**Given text:**
_ _ _ _ _
Abstract #18

# 18
The role of genomics in the development of novel phenotype-based products in the beef industry.
Matthew A. Cleveland*1, 1Genus plc, DeForest, WI.

The use of genomics in beef cattle evaluation has experienced relatively widespread adoption. Breed associations and improvement programs have used genomic information to varying degrees, particularly for well-characterized traits. The opportunity for transformational change from genomics, however, lies with novel traits that are typically more difficult to capture or describe during normal production processes. Genomic associations have been reported for novel traits such as those related to feed efficiency, animal health, meat quality and consumer preference, reproduction, healthfulness of beef and effects on human health, the environment and animal welfare. While several interesting genomic regions have been identified across traits, there is scant evidence of application in structured breeding programs for beef cattle. The collection of phenotypes for some novel traits can have near-term direct genetic and economic impact. For example, improvements in individual feed intake or even disease resistance can generate measurable increases in beef system profitability. Other novel traits of interest, such as fatty acid composition or methane production, have large perceived consumer impact, but remain aspirational in terms of providing a direct economic benefit or even a logical selection objective. Regardless of the trait, the optimal use of genomics in a beef improvement program requires a structured data collection system, or large project-based phenotyping efforts, to realize the benefits and deliver a truly differentiated product. Ultimately, the value derived from genomics-enabled differentiation must at a minimum cover the cost of the investment. The value of genomics in the beef industry is difficult to elucidate without some measure of actual or “virtual” integration of the value chain, which is often lacking. Commercial breeding programs, such as Genus ABS, have developed the structure to deliver well-defined genetically improved products to the beef supply chain. At the core of this improvement is the ability to make rapid progress for economically relevant traits, which is often optimally achieved with the aid of genomic information.

Key Words: beef cattle, genomics, novel phenotype

Speaker Bio
Matthew received an undergraduate degree in Animal Sciences from the University of Arizona, and an M.S. and Ph.D. from Colorado State University, with a focus in Animal Breeding and Genetics. He joined Genus plc in 2006 as a research scientist where he worked on developing methods to incorporate genomic information into livestock genetic evaluations, including development and application of novel imputation approaches. Matthew currently leads the global beef product development effort for Genus’ ABS business.
_ _ _ _ _
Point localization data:
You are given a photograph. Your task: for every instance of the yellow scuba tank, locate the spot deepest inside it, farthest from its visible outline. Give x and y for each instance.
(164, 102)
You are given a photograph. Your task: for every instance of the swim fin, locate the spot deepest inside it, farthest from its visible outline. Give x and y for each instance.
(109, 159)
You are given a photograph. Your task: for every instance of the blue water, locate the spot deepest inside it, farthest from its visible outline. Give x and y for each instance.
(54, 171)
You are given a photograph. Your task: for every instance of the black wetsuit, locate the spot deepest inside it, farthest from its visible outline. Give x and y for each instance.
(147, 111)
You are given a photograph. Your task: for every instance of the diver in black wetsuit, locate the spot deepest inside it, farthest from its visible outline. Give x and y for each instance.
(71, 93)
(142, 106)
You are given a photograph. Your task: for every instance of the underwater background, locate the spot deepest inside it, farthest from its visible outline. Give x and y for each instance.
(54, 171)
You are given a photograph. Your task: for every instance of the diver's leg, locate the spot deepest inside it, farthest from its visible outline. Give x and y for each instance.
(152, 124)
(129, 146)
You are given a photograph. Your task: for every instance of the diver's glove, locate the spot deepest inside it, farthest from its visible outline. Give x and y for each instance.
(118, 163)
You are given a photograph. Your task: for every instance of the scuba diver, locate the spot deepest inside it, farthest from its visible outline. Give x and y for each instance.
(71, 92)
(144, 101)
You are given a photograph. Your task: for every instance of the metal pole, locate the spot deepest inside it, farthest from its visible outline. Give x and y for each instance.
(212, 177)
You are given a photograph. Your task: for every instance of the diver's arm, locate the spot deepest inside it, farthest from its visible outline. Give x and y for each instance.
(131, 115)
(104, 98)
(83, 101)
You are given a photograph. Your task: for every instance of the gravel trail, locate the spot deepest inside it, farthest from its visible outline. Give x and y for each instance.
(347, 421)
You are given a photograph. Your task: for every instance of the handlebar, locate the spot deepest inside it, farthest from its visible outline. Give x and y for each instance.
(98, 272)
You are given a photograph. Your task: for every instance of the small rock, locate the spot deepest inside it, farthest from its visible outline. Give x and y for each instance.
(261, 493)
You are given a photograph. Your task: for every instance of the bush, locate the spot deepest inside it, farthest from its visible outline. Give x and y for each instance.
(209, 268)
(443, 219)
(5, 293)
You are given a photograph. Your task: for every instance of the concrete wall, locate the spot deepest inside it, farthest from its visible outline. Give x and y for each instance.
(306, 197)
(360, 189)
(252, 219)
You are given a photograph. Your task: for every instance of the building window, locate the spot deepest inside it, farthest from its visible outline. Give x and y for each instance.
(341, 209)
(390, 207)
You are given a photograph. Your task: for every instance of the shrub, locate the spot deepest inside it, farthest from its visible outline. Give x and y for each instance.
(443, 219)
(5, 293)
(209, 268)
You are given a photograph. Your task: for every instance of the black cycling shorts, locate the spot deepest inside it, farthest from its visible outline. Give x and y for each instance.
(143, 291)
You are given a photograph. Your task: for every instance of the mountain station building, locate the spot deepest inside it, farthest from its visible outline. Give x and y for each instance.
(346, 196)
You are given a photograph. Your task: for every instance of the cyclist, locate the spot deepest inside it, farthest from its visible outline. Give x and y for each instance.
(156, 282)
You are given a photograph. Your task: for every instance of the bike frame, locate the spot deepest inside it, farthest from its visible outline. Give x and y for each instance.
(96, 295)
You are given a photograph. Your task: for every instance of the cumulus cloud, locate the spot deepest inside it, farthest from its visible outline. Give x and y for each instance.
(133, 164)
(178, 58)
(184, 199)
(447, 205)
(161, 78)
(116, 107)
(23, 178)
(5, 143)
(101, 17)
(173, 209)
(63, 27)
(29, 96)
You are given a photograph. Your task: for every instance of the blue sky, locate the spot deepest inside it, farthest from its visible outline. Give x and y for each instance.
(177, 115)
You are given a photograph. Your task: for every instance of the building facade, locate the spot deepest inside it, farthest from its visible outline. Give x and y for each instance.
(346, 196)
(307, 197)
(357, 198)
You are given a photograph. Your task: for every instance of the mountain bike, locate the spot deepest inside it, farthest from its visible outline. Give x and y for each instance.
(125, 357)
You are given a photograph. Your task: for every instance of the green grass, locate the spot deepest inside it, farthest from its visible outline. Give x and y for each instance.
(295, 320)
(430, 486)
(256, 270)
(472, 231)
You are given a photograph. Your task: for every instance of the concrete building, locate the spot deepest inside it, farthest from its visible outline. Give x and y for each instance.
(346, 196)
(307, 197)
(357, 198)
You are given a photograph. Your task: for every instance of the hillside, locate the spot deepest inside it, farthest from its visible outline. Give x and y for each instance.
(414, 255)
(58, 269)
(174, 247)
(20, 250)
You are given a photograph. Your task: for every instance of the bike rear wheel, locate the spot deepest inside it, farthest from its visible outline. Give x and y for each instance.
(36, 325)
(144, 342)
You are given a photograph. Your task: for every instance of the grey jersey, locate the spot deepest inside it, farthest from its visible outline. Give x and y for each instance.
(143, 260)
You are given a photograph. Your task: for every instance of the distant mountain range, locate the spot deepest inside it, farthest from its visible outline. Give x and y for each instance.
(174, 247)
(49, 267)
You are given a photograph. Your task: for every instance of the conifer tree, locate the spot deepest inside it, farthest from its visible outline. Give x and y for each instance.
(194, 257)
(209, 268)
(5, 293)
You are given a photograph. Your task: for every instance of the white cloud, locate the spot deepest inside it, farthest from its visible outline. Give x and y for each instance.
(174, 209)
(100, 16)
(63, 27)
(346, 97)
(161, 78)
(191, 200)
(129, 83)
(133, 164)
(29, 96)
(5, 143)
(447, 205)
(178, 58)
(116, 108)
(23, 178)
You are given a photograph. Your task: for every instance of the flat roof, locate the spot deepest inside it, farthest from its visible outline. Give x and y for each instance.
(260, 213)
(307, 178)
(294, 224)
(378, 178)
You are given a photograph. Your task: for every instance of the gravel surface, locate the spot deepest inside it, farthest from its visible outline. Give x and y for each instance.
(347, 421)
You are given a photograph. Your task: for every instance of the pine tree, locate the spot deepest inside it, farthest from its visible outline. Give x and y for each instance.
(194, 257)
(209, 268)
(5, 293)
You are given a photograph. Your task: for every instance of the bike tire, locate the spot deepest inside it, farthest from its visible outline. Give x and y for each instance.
_ _ _ _ _
**Task requirements:**
**a)** In the beef genomics abstract, what year did Matthew A. Cleveland join Genus plc?
**b)** List all the key words given for the beef genomics abstract.

**Results of the tasks:**
**a)** 2006

**b)** beef cattle, genomics, novel phenotype